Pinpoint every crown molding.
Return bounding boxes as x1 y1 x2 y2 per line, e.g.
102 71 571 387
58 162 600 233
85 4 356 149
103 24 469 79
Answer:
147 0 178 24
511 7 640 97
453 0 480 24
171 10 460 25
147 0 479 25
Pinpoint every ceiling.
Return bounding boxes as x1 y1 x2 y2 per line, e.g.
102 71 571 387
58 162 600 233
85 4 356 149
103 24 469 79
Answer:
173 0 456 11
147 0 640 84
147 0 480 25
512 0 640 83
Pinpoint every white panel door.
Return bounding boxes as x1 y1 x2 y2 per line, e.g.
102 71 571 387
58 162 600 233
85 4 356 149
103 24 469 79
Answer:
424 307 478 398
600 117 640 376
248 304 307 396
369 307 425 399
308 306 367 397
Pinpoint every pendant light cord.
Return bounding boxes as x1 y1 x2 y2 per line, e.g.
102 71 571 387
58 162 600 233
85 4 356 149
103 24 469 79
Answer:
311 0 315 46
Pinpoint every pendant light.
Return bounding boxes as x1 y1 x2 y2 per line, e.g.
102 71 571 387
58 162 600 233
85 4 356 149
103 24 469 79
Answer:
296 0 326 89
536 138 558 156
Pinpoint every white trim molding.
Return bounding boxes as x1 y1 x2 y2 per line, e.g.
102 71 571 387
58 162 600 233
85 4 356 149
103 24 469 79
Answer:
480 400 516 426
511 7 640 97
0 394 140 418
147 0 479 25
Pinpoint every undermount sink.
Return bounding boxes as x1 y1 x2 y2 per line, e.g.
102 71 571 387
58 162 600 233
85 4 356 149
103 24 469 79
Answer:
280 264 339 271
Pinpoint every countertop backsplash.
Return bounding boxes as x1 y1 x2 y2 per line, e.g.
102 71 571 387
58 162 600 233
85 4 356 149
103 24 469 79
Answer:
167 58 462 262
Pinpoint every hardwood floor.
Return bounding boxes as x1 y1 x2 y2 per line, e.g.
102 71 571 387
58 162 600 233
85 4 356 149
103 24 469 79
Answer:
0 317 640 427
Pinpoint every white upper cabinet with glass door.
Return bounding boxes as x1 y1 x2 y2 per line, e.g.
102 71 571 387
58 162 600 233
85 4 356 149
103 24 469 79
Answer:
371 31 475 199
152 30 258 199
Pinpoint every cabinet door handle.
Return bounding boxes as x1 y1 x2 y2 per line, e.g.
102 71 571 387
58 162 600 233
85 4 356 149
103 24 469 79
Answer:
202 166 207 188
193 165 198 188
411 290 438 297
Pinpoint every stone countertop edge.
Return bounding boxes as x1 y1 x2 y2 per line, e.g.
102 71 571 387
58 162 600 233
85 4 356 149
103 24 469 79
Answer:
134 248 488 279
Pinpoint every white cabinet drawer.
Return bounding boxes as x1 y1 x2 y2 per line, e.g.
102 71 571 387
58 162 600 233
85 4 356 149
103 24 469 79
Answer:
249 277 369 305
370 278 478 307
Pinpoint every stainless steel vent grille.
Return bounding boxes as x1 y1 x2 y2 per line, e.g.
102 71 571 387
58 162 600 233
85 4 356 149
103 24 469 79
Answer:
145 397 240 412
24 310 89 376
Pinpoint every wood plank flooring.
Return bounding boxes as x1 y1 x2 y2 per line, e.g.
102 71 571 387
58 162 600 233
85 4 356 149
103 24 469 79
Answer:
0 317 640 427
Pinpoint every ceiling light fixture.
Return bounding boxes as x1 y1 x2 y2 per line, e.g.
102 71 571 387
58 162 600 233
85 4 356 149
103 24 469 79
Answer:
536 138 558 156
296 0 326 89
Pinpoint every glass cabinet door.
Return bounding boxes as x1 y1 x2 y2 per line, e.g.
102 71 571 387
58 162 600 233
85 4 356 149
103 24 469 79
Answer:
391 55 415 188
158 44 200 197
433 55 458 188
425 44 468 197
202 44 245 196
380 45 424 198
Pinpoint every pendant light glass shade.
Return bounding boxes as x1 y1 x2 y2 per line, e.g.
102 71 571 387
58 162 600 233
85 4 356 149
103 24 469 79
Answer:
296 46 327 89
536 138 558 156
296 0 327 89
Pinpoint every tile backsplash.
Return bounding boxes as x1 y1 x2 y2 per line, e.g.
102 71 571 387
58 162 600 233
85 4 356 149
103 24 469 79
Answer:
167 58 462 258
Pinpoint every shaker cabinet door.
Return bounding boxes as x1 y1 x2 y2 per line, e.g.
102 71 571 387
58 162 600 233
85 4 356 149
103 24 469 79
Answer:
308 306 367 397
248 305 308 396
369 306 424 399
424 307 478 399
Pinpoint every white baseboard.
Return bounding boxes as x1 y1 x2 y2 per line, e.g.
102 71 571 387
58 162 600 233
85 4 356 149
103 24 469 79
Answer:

» **De opdracht**
Neem alle gegevens hierboven precies zo over, van begin tot eind.

» **Het antwoord**
Pinpoint every crown molding.
Return bounding boxes as x1 y1 x2 y2 per line, e.g.
102 71 571 387
58 162 600 233
85 4 356 149
103 24 469 79
Answer:
147 0 178 24
511 7 640 97
453 0 480 24
171 10 460 25
147 0 479 25
Pinpoint every ceiling.
Return bounding boxes as x1 y1 x2 y2 per line, e.g.
102 71 571 387
58 162 600 233
85 4 356 149
103 24 469 79
Answer:
173 0 456 11
147 0 640 84
147 0 480 25
512 0 640 83
Pinpoint every white panel door.
Return bounding boxes as x1 y1 x2 y2 per line, e.g.
102 71 571 387
58 162 600 233
85 4 356 149
103 24 469 79
Answer:
424 307 478 398
600 117 640 376
248 304 307 396
369 307 425 399
308 306 367 397
Pinpoint every pendant light cord.
Return bounding boxes as x1 y1 x2 y2 per line, e.g.
102 71 571 387
58 162 600 233
85 4 356 149
103 24 469 79
Answer:
311 0 315 46
Pinpoint every pendant light.
Return bounding boxes as x1 y1 x2 y2 per line, e.g.
102 71 571 387
58 162 600 233
85 4 356 149
103 24 469 79
Answer:
296 0 326 89
536 138 558 156
Pinpoint every white trim molding.
Return bounding boxes as x1 y1 x2 y2 per line, e.g.
102 71 571 387
58 162 600 233
85 4 356 149
103 24 469 79
Answer:
480 400 516 426
511 7 640 97
0 394 140 418
147 0 479 25
Pinpoint every undermount sink.
Return bounding boxes as x1 y1 x2 y2 per line, e.g.
102 71 571 387
58 162 600 233
85 4 356 149
103 24 469 79
Answer:
280 264 339 271
Pinpoint every countertop backsplash.
Return bounding boxes as x1 y1 x2 y2 per line, e.g.
102 71 571 387
58 162 600 233
85 4 356 149
103 24 469 79
Answer:
167 58 462 262
Pinpoint every hardwood floor.
Return bounding boxes as x1 y1 x2 y2 per line, e.g.
102 71 571 387
58 162 600 233
85 4 356 149
103 24 469 79
Answer:
0 317 640 427
Pinpoint every white upper cabinet with glass door.
Return bounding boxes as x1 y1 x2 y2 per line, e.g.
102 71 571 387
58 162 600 233
85 4 356 149
103 24 469 79
Answer:
371 31 475 199
152 30 258 199
Pinpoint every cabinet door handle.
Return bounding boxes as x1 y1 x2 y2 per line, e.g.
102 71 571 387
58 162 600 233
85 4 356 149
103 24 469 79
Answer:
202 166 207 188
193 165 198 188
411 290 438 297
Pinpoint every stone countertop edge.
Return bounding boxes as x1 y1 x2 y2 per line, e.g.
102 71 571 387
58 162 600 233
85 4 356 149
103 24 469 79
Answer:
134 248 488 279
Pinpoint every white cabinet drawer.
Return bounding boxes as x1 y1 x2 y2 per line, e.g.
102 71 571 387
58 162 600 233
85 4 356 149
103 24 469 79
Answer:
249 277 369 305
370 278 478 307
Pinpoint every stainless steel vent grille.
Return bounding boxes as x1 y1 x2 y2 per line, e.g.
102 71 571 387
58 162 600 233
85 4 356 149
103 24 469 79
Answer:
145 397 240 412
24 310 89 376
Pinpoint every wood plank flooring.
Return bounding boxes as x1 y1 x2 y2 per line, e.g.
102 71 571 387
58 162 600 233
85 4 356 149
103 24 469 79
Answer:
0 317 640 427
Pinpoint every ceiling light fixture.
Return bounding boxes as x1 y1 x2 y2 per line, e.g.
102 71 571 387
58 162 600 233
85 4 356 149
103 24 469 79
Answer:
536 138 558 156
296 0 326 89
Pinpoint every glass cabinet door.
Return bounding boxes as x1 y1 x2 y2 per line, e.g.
102 71 571 387
58 162 600 233
85 4 356 149
103 24 469 79
Answer:
391 55 415 188
158 44 200 197
433 55 458 188
425 44 468 197
202 44 245 196
380 45 424 198
Pinpoint every pendant light glass shade.
Return bounding boxes as x1 y1 x2 y2 per line, e.g.
102 71 571 387
58 162 600 233
85 4 356 149
103 24 469 79
Answer:
296 46 327 89
536 138 558 156
296 0 327 89
Pinpoint every tile backsplash.
Return bounding boxes as x1 y1 x2 y2 per line, e.g.
102 71 571 387
58 162 600 233
85 4 356 149
103 24 469 79
Answer:
167 58 462 258
Pinpoint every shaker cabinet door.
Return bounding boxes as x1 y1 x2 y2 per line, e.g.
102 71 571 387
58 162 600 233
85 4 356 149
103 24 469 79
Answer:
308 306 367 397
248 305 308 396
369 306 424 399
424 307 478 399
Pinpoint every white baseboard.
Return bounding boxes as x1 y1 x2 y2 per line, e.g.
102 71 571 387
58 162 600 233
85 4 356 149
103 24 469 79
Answer:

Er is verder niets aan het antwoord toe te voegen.